Exercise goal: In the records below, find the line containing "the deer's brown", then copy that line and all lines after it, exactly, omitting every picture.

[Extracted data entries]

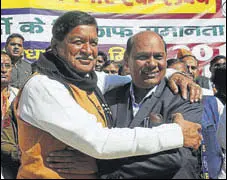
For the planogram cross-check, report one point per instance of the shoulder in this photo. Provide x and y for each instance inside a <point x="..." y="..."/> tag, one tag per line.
<point x="26" y="64"/>
<point x="42" y="82"/>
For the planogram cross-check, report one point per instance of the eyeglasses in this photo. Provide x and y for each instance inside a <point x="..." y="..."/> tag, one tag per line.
<point x="110" y="72"/>
<point x="6" y="66"/>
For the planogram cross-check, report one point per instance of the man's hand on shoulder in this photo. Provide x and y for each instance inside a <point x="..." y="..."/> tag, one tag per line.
<point x="190" y="130"/>
<point x="181" y="83"/>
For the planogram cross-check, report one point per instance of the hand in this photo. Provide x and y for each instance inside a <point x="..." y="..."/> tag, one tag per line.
<point x="72" y="162"/>
<point x="185" y="83"/>
<point x="190" y="130"/>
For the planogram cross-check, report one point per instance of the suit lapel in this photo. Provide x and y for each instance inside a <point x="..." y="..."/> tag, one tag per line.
<point x="147" y="106"/>
<point x="124" y="110"/>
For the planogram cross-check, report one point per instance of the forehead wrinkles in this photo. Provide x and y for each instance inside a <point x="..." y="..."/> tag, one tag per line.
<point x="5" y="58"/>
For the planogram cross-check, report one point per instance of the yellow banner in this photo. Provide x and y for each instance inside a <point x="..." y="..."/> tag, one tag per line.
<point x="119" y="6"/>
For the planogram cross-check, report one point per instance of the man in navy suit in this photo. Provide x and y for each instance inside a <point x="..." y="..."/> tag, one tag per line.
<point x="148" y="102"/>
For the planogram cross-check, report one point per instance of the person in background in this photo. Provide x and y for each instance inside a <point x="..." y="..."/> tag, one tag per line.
<point x="111" y="67"/>
<point x="101" y="60"/>
<point x="193" y="68"/>
<point x="219" y="80"/>
<point x="21" y="69"/>
<point x="67" y="85"/>
<point x="177" y="64"/>
<point x="218" y="76"/>
<point x="148" y="102"/>
<point x="221" y="134"/>
<point x="10" y="159"/>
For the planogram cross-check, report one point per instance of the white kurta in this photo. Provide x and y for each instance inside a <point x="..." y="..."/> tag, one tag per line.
<point x="48" y="105"/>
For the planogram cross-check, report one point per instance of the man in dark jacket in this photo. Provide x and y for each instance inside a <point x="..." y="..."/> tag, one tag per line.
<point x="149" y="102"/>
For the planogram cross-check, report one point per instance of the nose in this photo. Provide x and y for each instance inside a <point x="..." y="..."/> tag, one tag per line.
<point x="87" y="48"/>
<point x="152" y="62"/>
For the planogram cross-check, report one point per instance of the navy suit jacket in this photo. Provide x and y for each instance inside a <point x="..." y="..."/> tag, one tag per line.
<point x="175" y="163"/>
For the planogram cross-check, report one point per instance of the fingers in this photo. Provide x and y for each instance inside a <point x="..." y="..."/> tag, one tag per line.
<point x="195" y="93"/>
<point x="198" y="95"/>
<point x="177" y="117"/>
<point x="192" y="93"/>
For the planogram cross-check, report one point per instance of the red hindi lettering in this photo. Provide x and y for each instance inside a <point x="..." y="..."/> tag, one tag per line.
<point x="203" y="1"/>
<point x="127" y="3"/>
<point x="189" y="1"/>
<point x="145" y="2"/>
<point x="167" y="3"/>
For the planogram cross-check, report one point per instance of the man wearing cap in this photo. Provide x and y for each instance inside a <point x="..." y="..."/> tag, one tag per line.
<point x="21" y="69"/>
<point x="193" y="68"/>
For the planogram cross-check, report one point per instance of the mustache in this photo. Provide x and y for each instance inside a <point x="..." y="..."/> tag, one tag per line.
<point x="147" y="69"/>
<point x="85" y="58"/>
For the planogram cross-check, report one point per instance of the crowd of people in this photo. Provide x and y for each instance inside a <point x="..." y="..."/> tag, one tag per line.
<point x="75" y="114"/>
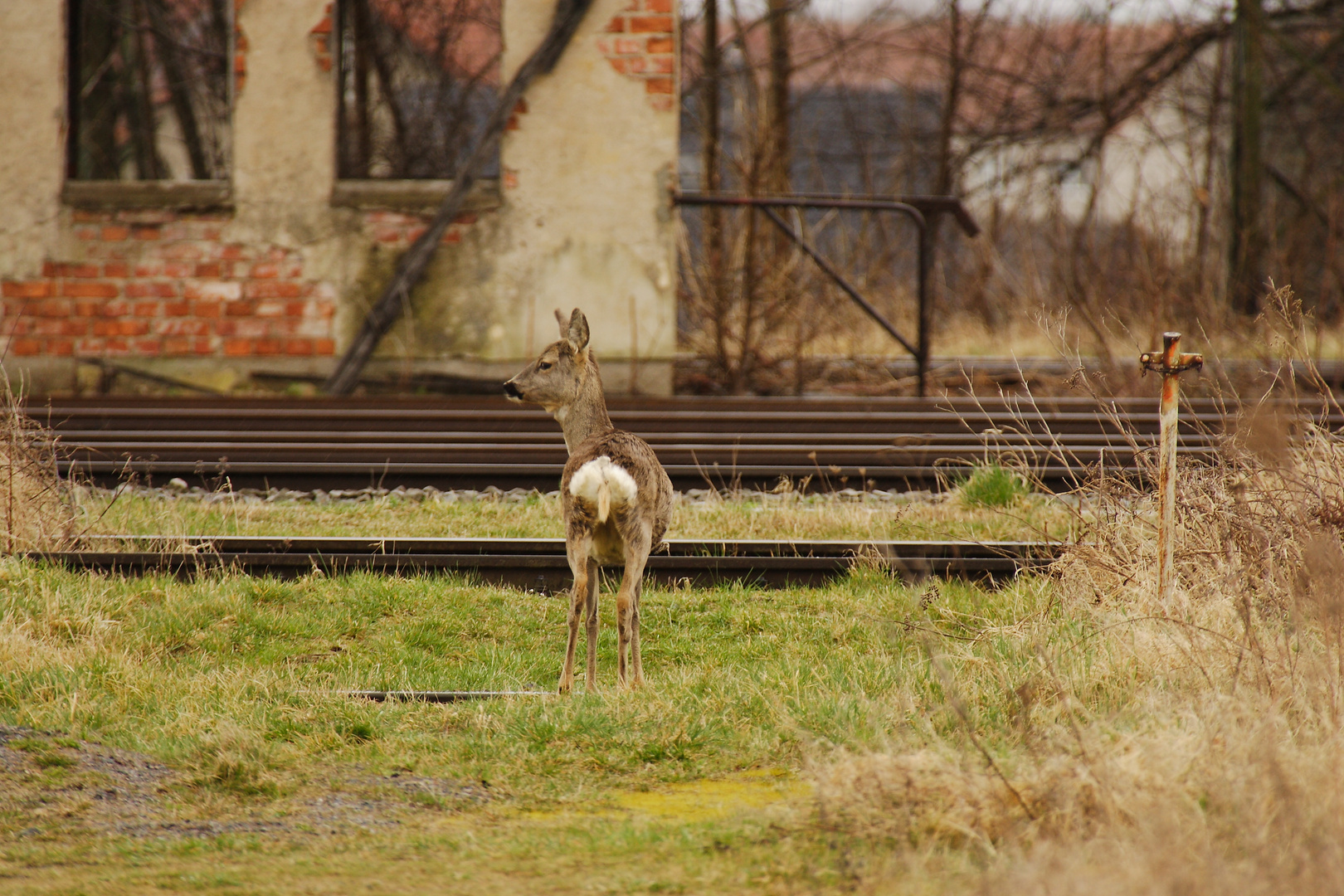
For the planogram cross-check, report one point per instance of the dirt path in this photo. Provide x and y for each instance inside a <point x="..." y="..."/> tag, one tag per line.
<point x="52" y="787"/>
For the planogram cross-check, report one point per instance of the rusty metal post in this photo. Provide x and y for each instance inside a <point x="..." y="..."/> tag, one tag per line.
<point x="1170" y="363"/>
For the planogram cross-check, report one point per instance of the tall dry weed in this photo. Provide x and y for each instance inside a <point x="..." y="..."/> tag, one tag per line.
<point x="1199" y="746"/>
<point x="38" y="511"/>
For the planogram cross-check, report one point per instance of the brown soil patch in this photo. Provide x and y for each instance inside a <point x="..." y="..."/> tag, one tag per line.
<point x="52" y="787"/>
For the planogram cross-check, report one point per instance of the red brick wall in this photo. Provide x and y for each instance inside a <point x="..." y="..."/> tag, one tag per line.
<point x="166" y="284"/>
<point x="640" y="43"/>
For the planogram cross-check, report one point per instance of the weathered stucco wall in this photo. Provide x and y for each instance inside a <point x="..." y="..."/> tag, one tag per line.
<point x="279" y="280"/>
<point x="32" y="106"/>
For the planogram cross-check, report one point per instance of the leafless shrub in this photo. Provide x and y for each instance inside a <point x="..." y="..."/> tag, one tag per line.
<point x="38" y="508"/>
<point x="1222" y="768"/>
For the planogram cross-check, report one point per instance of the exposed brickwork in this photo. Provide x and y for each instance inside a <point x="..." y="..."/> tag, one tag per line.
<point x="162" y="284"/>
<point x="240" y="50"/>
<point x="320" y="41"/>
<point x="397" y="230"/>
<point x="640" y="42"/>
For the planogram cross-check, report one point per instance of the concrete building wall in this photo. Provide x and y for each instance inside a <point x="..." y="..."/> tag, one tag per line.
<point x="275" y="270"/>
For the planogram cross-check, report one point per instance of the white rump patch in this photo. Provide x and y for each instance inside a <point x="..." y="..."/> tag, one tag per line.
<point x="604" y="484"/>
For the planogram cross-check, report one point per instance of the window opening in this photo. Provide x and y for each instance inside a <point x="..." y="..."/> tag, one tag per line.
<point x="417" y="80"/>
<point x="149" y="93"/>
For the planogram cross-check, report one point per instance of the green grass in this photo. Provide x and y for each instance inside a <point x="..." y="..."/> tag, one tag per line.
<point x="702" y="782"/>
<point x="236" y="683"/>
<point x="539" y="516"/>
<point x="992" y="486"/>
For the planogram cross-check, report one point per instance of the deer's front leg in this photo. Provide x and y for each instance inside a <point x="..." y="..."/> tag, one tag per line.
<point x="626" y="620"/>
<point x="578" y="553"/>
<point x="578" y="597"/>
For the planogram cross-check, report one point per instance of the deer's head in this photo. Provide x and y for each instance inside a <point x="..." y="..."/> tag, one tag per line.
<point x="557" y="377"/>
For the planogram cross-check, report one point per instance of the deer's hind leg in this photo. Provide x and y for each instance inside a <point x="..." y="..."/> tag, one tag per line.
<point x="594" y="581"/>
<point x="637" y="543"/>
<point x="582" y="596"/>
<point x="636" y="663"/>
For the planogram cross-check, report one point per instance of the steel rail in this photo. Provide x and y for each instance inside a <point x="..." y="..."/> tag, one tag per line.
<point x="541" y="564"/>
<point x="479" y="442"/>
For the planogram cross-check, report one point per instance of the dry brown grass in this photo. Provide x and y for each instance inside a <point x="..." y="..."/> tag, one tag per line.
<point x="1194" y="747"/>
<point x="37" y="508"/>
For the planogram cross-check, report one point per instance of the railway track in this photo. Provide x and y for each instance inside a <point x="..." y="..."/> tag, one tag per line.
<point x="474" y="442"/>
<point x="541" y="564"/>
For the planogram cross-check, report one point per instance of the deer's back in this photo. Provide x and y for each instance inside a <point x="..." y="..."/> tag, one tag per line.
<point x="632" y="455"/>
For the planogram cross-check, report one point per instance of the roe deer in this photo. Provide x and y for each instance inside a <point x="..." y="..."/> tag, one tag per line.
<point x="616" y="496"/>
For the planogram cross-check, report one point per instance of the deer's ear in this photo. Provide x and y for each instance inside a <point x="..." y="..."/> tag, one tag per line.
<point x="578" y="331"/>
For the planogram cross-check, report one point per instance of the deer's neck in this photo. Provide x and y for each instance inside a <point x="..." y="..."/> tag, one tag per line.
<point x="587" y="416"/>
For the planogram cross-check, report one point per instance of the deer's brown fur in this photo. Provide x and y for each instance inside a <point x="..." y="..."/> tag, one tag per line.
<point x="616" y="496"/>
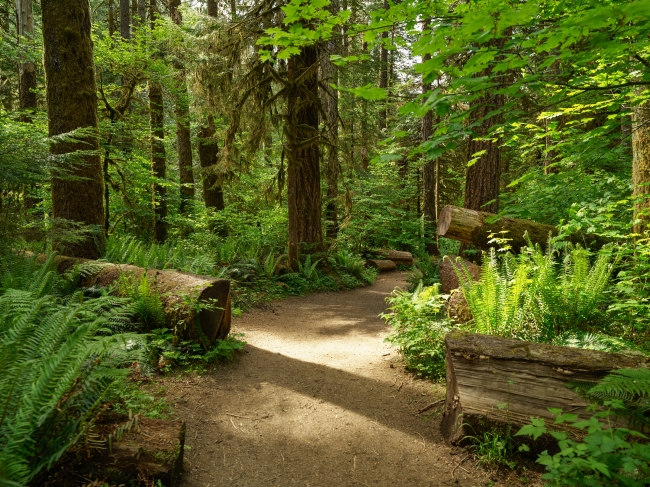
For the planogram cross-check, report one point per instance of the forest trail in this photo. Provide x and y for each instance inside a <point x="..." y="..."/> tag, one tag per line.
<point x="317" y="399"/>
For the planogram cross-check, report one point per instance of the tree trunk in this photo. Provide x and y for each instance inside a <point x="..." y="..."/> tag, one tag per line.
<point x="331" y="102"/>
<point x="125" y="19"/>
<point x="472" y="227"/>
<point x="208" y="153"/>
<point x="72" y="104"/>
<point x="213" y="8"/>
<point x="196" y="307"/>
<point x="304" y="196"/>
<point x="111" y="18"/>
<point x="482" y="183"/>
<point x="493" y="380"/>
<point x="183" y="137"/>
<point x="641" y="166"/>
<point x="26" y="70"/>
<point x="383" y="76"/>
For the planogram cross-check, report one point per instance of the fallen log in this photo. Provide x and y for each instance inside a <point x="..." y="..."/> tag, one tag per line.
<point x="141" y="451"/>
<point x="382" y="265"/>
<point x="475" y="227"/>
<point x="450" y="266"/>
<point x="492" y="380"/>
<point x="196" y="307"/>
<point x="397" y="256"/>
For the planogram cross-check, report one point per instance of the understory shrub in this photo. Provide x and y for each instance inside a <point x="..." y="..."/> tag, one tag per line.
<point x="419" y="327"/>
<point x="607" y="455"/>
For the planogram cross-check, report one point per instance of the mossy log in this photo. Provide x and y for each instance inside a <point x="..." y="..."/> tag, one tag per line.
<point x="196" y="307"/>
<point x="475" y="227"/>
<point x="449" y="266"/>
<point x="397" y="256"/>
<point x="382" y="265"/>
<point x="498" y="380"/>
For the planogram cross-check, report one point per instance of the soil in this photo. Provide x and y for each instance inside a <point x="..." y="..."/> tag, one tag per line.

Solution:
For the planogram cross-check, report one point per instance of the deer's brown fur in this photo. Provide x and y for each instance inside a <point x="..." y="..."/> tag, one tag per line.
<point x="616" y="496"/>
For the planogram cross-check, report one point per instance of the forest trail in this photo. Provide x and y for each instance inside a <point x="..." y="..."/> tag, one tag per line.
<point x="317" y="399"/>
For the planogram cross-check, report one point per instance of the tree trunk in this photo. Provide x and y for each instance inside a <point x="..." y="..."/> tag, one tag per line.
<point x="331" y="102"/>
<point x="125" y="19"/>
<point x="472" y="227"/>
<point x="208" y="153"/>
<point x="72" y="104"/>
<point x="213" y="8"/>
<point x="196" y="307"/>
<point x="304" y="196"/>
<point x="111" y="18"/>
<point x="482" y="183"/>
<point x="493" y="380"/>
<point x="183" y="137"/>
<point x="641" y="166"/>
<point x="26" y="70"/>
<point x="383" y="76"/>
For the planogram cross-check, report one point per instance of the fallen log in this photo. Provide x and y for each instance inside a <point x="..." y="..."/> tag, one tag per line.
<point x="141" y="451"/>
<point x="382" y="265"/>
<point x="475" y="227"/>
<point x="450" y="266"/>
<point x="492" y="380"/>
<point x="196" y="307"/>
<point x="397" y="256"/>
For the planogram cross-check, report one point per instance of the understory shrub in this photo. Provide x and y for each instance inside a <point x="..." y="..."/> tag, one tag per line.
<point x="419" y="327"/>
<point x="607" y="455"/>
For the planogram cross-check, report one point per instance of the mossy log in this photo. Provide x and y for each instance inside a <point x="..." y="..."/> tag, one tag per line.
<point x="196" y="307"/>
<point x="475" y="227"/>
<point x="449" y="266"/>
<point x="397" y="256"/>
<point x="382" y="265"/>
<point x="498" y="380"/>
For the planogram cross-check, report one point per instance of the soil in this photo. Provide x and y for each instance inside a <point x="..." y="..."/> tag, one tag per line.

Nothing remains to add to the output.